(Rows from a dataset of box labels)
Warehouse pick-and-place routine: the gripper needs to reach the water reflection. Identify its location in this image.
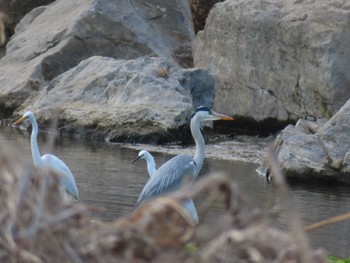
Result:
[0,128,350,257]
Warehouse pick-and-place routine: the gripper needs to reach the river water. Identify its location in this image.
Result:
[0,127,350,257]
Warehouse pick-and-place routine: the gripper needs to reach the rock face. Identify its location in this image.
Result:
[0,0,193,108]
[275,100,350,183]
[20,56,214,143]
[193,0,350,121]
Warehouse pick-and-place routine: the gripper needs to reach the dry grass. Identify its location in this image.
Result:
[0,139,327,263]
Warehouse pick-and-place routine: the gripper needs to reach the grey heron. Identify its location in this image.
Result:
[136,106,233,209]
[14,111,79,199]
[132,150,199,224]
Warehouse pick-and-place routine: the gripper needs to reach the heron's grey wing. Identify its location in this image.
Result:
[42,154,79,199]
[136,154,197,206]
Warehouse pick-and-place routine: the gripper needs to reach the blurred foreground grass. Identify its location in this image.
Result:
[328,256,350,263]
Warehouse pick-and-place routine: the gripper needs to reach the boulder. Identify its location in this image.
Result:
[0,0,193,114]
[193,0,350,121]
[17,56,214,143]
[275,100,350,183]
[0,0,54,48]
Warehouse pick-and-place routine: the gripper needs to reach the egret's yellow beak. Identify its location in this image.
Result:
[212,111,234,121]
[13,116,28,125]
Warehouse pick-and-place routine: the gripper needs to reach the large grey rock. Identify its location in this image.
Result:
[275,100,350,183]
[18,56,214,143]
[193,0,350,121]
[0,0,193,109]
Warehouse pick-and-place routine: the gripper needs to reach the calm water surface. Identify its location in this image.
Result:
[0,127,350,257]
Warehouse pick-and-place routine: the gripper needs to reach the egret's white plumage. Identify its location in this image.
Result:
[132,150,156,177]
[136,106,233,206]
[14,111,79,199]
[132,150,199,224]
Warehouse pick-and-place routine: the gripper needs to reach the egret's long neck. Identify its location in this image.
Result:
[30,119,42,167]
[191,116,204,175]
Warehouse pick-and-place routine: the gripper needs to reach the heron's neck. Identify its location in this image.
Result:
[191,116,204,175]
[30,120,42,167]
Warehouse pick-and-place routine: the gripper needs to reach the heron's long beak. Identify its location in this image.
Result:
[132,156,142,163]
[212,111,234,121]
[13,116,28,125]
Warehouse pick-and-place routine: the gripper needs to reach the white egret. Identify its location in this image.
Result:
[132,150,199,224]
[14,111,79,199]
[136,106,233,209]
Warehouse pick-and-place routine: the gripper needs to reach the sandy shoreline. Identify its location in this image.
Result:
[113,136,270,164]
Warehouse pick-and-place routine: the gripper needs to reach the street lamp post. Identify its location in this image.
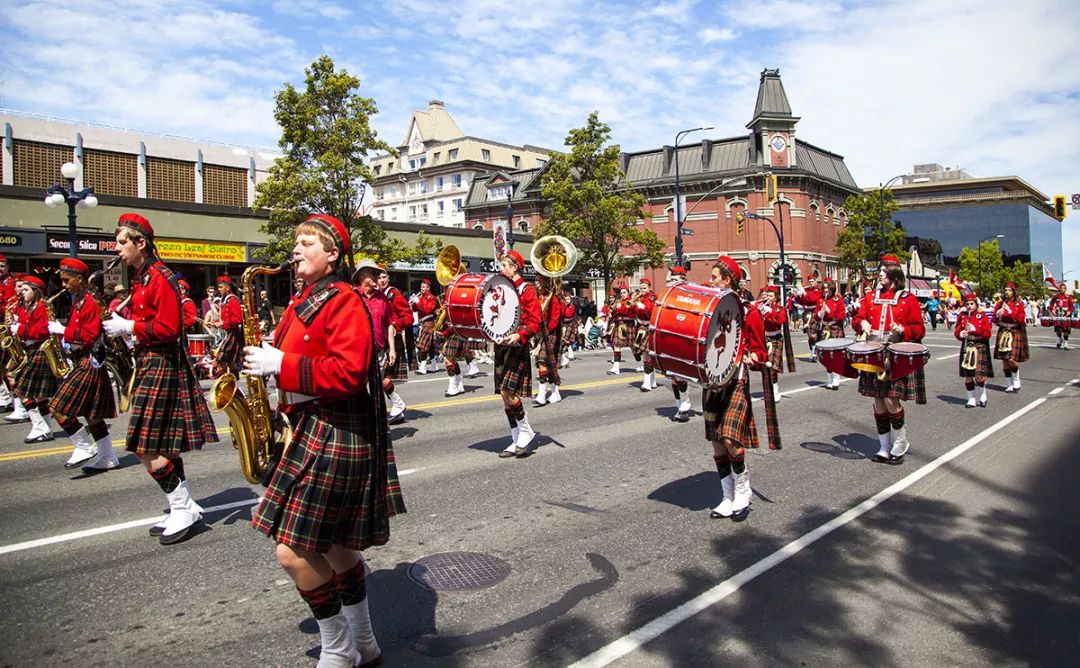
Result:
[675,125,713,267]
[975,234,1005,296]
[45,162,97,258]
[878,174,906,256]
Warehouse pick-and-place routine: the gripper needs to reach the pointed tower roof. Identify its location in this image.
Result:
[746,68,799,127]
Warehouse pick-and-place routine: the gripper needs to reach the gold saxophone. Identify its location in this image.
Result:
[210,261,293,486]
[41,288,75,378]
[0,300,29,376]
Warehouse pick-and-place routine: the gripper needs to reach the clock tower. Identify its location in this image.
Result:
[746,69,799,169]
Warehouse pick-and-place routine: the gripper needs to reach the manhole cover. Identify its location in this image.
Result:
[408,553,510,591]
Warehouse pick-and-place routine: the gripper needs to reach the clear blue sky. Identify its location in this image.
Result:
[0,0,1080,278]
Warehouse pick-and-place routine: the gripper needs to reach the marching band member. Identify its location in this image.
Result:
[495,250,543,458]
[0,255,17,413]
[49,258,120,471]
[1050,281,1077,350]
[416,278,438,373]
[215,276,244,376]
[532,274,563,406]
[376,265,416,424]
[851,256,927,464]
[244,214,405,668]
[102,214,217,545]
[755,285,787,403]
[795,278,823,362]
[11,276,56,444]
[608,287,634,376]
[667,264,693,422]
[633,278,658,392]
[953,292,994,408]
[701,255,772,521]
[994,281,1030,393]
[816,278,848,390]
[176,278,199,331]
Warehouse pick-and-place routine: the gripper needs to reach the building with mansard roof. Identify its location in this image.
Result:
[464,69,861,291]
[370,99,551,228]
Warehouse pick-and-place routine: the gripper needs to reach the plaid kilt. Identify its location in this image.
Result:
[701,379,760,448]
[49,351,117,420]
[416,317,435,359]
[127,345,217,454]
[252,394,405,554]
[859,369,927,404]
[611,321,634,350]
[957,339,994,378]
[443,332,469,362]
[382,332,408,383]
[765,331,784,373]
[537,327,563,385]
[217,327,244,370]
[994,325,1031,364]
[495,343,532,397]
[12,346,56,401]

• **Short exercise**
Write out the lines of the records from the line with "shoreline. Identify its location in this image." up to and including the line with "[0,0,1080,278]", without the pictures.

• **Task response**
Warehouse pick-and-place routine: the gripper needs to reach the sandy shoreline. Identify its location in this image.
Result:
[113,136,270,164]
Warehouse pick-and-place routine: the gripper needs to reach the street lamp post. Identify its location in this image.
Result:
[675,125,713,267]
[975,234,1005,296]
[45,162,97,258]
[878,174,906,256]
Warehouse pick-and-place routine: the gripper needs to reach the pointed tower roof. Identify its location in this image.
Result:
[746,68,799,127]
Warehouse pick-and-place routine: the gripper needs to reach the gold saxophone. Identify its location in this image.
Result:
[210,261,293,486]
[41,288,75,378]
[0,300,29,376]
Warehouse pick-and-place routine: the gripper needs to reach the clock tower. Identify its location in this image.
Result:
[746,69,799,169]
Warehouse pick-and-place routine: the gripper needs to reach the manhole cover. Identify its location in this image.
Result:
[408,553,510,591]
Warehouse pick-and-place routine: the gripper needs to reach the clear blue sky. Identify its location in this image.
Result:
[0,0,1080,278]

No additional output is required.